[Stored entries]
※ ※ ※

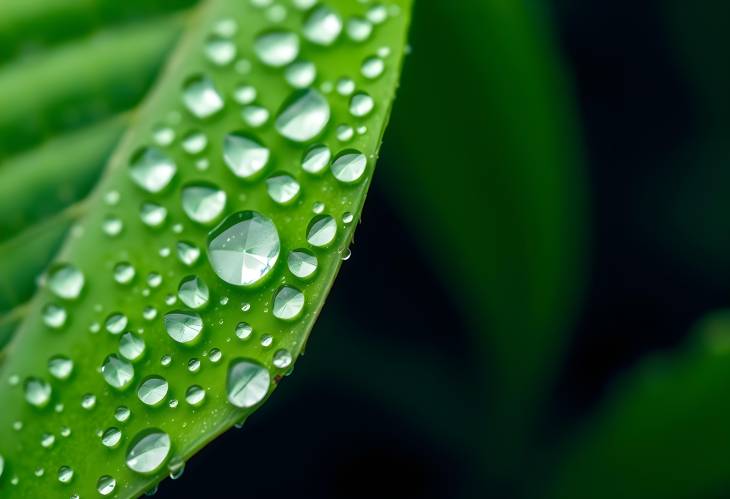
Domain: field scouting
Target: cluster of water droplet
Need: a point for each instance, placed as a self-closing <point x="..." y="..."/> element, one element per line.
<point x="243" y="246"/>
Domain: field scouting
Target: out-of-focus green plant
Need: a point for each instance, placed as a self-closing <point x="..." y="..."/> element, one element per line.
<point x="194" y="271"/>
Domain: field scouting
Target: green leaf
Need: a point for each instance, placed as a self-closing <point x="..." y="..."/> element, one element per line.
<point x="490" y="176"/>
<point x="664" y="432"/>
<point x="83" y="336"/>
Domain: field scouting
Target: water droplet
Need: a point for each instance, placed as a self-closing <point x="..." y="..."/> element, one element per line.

※ ※ ※

#### Task brief
Could you turn every line of the material into a Markdown table with the columns Row and Line, numbering each row and dropping blank lines? Leave the pictures out.

#### Reply
| Row | Line |
|---|---|
| 1 | Domain: field scouting |
| 2 | Target: cluster of water droplet |
| 3 | Need: a point for each instance, placed as a self-closing <point x="..." y="..."/> element, one element per line. |
| 4 | <point x="243" y="246"/> |
| 5 | Domain: field scouting |
| 6 | Target: out-of-focus green plant |
| 7 | Need: a point for each instance, placed as a self-closing <point x="..." y="..."/> element, one element per line. |
| 8 | <point x="194" y="271"/> |
| 9 | Domain: field scouting |
| 10 | Target: green leaf |
| 11 | Need: a point for each instance, placed as a self-closing <point x="..." y="..."/> element, one element per line. |
| 12 | <point x="490" y="176"/> |
| 13 | <point x="664" y="432"/> |
| 14 | <point x="83" y="336"/> |
| 15 | Domain: field scouting |
| 16 | Target: water droplet |
| 17 | Need: a point for each instance, placed as a self-closing <point x="..." y="..."/> element, one element per line. |